* [Extrait]
━━━━━━━━

3.4- DE LA NECESSITE DE DESENCLAVER KOUTOUGOU
Tout processus de désenclavement part du fait que la
région regorge d'une certaine richesse à tirer et qui profite
à toute la région, mieux au pays entier.
3.4.1- Les tatas, véritable richesse touristique
L'habitat est par définition l'ensemble et
l'arrangement des habitations dans un espace donné. Comme tel, il
englobe tout ce qui est construit quelle qu'en soit la finalité. On y
regroupe donc les maisons d'habitation, les enclos pour animaux, les magasins
de stockage de produits agricoles... Cependant, on en distingue deux types en
rapport avec le milieu qui les abrite. Il s'agit de l'habitat urbain et de
l'habitat rural. L'habitat urbain est celui qui est en ville alors que
l'habitat rural s'édifie en campagne. Dans les deux cas, l'habitat reste
l'expression vivante des choix économiques, sociaux et religieux de la
société qui le construit. C'est pourquoi l'habitat a
été de tous les temps considéré comme une des
marques majeures de l'appropriation de l'espace et de la formation du
territoire.
Ainsi défini, l'habitat est propre à chaque
peuple et permet de distinguer des espaces occupés par des populations
ayant une histoire et des richesses culturelles différentes. L'habitat
rural, plus que celui urbain, est le plus expressif du fait qu'il est
l'émanation pure d'une société rurale souvent
éloignée des tendances modernes de construction. Il reste donc
dénudé de tout apport étranger pouvant lui faire perdre
son authenticité.
Il paraît donc clair que la dynamique de l'habitat rural
traduit nécessairement toute une mutation dans les façons de
gérer l'espace, de le maîtriser et même dans celle de penser
de toute la société dans laquelle elle se produit. La dynamique
de l'habitat rural est alors un baromètre pour mesurer les
transformations qui ont lieu dans un peuple et dont la géographie rurale
doit chercher à en évaluer les mobiles, les manifestations
réelles dans le paysage agraire ainsi que les conséquences sur la
vie et partant sur les activités des ruraux. Il s'agit essentiellement
dans notre cas de voir comment la préservation des tatas peut être
perçue comme une raison pour justifier un processus de
désenclavement de KOUTOUGOU.

━━━━━━━━

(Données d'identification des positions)
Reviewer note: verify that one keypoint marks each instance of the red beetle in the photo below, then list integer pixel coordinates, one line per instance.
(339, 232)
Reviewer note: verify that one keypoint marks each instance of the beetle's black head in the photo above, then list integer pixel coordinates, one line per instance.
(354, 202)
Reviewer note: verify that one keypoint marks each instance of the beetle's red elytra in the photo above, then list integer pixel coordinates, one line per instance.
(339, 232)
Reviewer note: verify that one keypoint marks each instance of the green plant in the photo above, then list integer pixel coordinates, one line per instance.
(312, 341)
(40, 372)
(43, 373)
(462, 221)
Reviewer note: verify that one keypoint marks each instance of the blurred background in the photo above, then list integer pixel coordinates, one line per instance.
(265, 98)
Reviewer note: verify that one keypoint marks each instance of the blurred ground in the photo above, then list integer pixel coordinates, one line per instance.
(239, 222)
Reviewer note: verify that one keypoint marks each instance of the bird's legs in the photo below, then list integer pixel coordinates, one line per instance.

━━━━━━━━

* [Travail à faire]
**a.** Recopiez sans rien changer le passage de l'extrait qui va de « 3.4.1- Les tatas, véritable » jusqu'à « territoire. ».
**b.** D'après l'extrait, quels sont les deux types d'habitat que l'on distingue selon le milieu qui les abrite ?

* [Corrigé complet]
**a.**
3.4.1- Les tatas, véritable richesse touristique
L'habitat est par définition l'ensemble et
l'arrangement des habitations dans un espace donné. Comme tel, il
englobe tout ce qui est construit quelle qu'en soit la finalité. On y
regroupe donc les maisons d'habitation, les enclos pour animaux, les magasins
de stockage de produits agricoles... Cependant, on en distingue deux types en
rapport avec le milieu qui les abrite. Il s'agit de l'habitat urbain et de
l'habitat rural. L'habitat urbain est celui qui est en ville alors que
l'habitat rural s'édifie en campagne. Dans les deux cas, l'habitat reste
l'expression vivante des choix économiques, sociaux et religieux de la
société qui le construit. C'est pourquoi l'habitat a
été de tous les temps considéré comme une des
marques majeures de l'appropriation de l'espace et de la formation du
territoire.

**b.** L'habitat urbain et l'habitat rural.